Jésus le charpentier





La métanoia, ou révolution culturelle :
la mort du père


Sommaire

Du fils naturel au fils de Dieu

La Métanoïa
L’épée de la division
La haine du père
La mort du père
- Le logion
- Filiation ou adoption ?
- Axiome révolutionnaire
La main à la charrue

Le défi et la crise

La bonne nouvelle




. . . . . . . . - o 0 o - . . . . . . . .

Le logion



Mt 8:21-22



Un autre d’entre ses disciples lui dit : Seigneur, permets-moi d’aller d’abord ensevelir mon père.

Mais Jésus lui répondit : suis-moi et laisse les morts ensevelir leurs morts.


Lc 9:59-60

Il dit à un autre : suis-moi.

Et il répondit : Seigneur, permets-moi d’aller d’abord ensevelir mon père.


Mais Jésus lui dit : laisse les morts ensevelir leurs morts,

et toi va annoncer le Royaume de Dieu.



   Il n’y a pas de différence substantielle entre les deux rédactions. On remarquera seulement le souci de Luc d’inscrire le logion dans le contexte de l’annonce du Royaume de Dieu.

   Cherchons à en cerner le sens. Le disciple demande à Jésus que lui soit permis d’aller ensevelir son père. Signe de la piété filiale, l’enterrement du père était aussi la cérémonie solennelle et religieuse du changement de temps dans le processus de génération : au moment où le père était déposé dans le tombeau (il allait avec ses pères), le fils faisait son entrée dans l’histoire, revêtu de la personnalité du père. Il en portait le nom, mais aussi l’autorité, l’héritage et la bénédiction de Dieu. Le tombeau du père devenait le monument – le signe – de la transmission et de la continuité historique du peuple. Dans ce contexte, le refus de Jésus a dû apparaître aberrant, presque blasphématoire et impie.

### À FAIRE:
A. D’après l’extrait sur le logion, quel souci particulier remarque-t-on chez Luc ?
B. Les affirmations suivantes concordent-elles avec l’extrait sur le logion ? Répondez par oui ou non, en citant les mots qui tranchent.
(i) Chez Luc, Jésus dit « suis-moi » avant que l’homme ne demande à ensevelir son père.
(ii) Il existe une différence substantielle entre les deux rédactions.
(iii) Le fils portait le nom du père, mais pas son autorité.
C. Recopiez le passage de l’extrait sur le logion qui commence par les mots « et toi va annoncer » et s’arrête après « du Royaume de Dieu. », en remplaçant « Royaume de Dieu » par « règne de Dieu ».
La liste qui suit n’est pas nécessaire.

### DONNÉES FOURNIES:
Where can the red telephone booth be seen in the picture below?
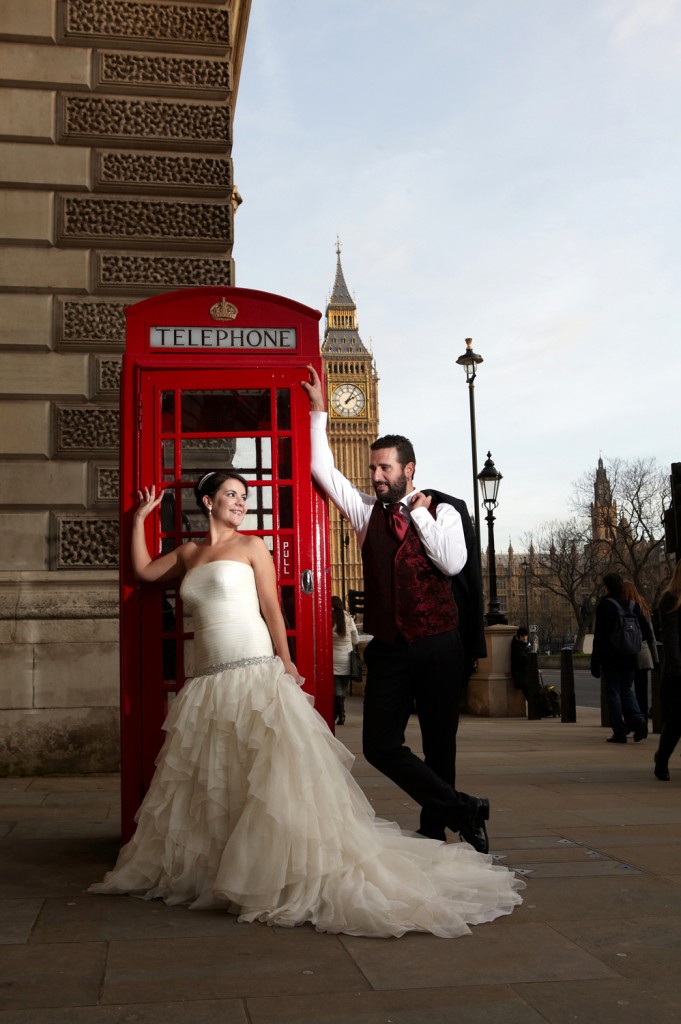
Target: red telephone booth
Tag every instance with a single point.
(211, 380)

### RÉPONSES ATTENDUES:
A. Le souci d’inscrire le logion dans le contexte de l’annonce du Royaume de Dieu.

B.
(i) Oui : « Il dit à un autre : suis-moi. »
(ii) Non : « Il n’y a pas de différence substantielle entre les deux rédactions. »
(iii) Non : « Il en portait le nom, mais aussi l’autorité, l’héritage et la bénédiction de Dieu. »

C.
et toi va annoncer le règne de Dieu.



   Il n’y a pas de différence substantielle entre les deux rédactions. On remarquera seulement le souci de Luc d’inscrire le logion dans le contexte de l’annonce du règne de Dieu.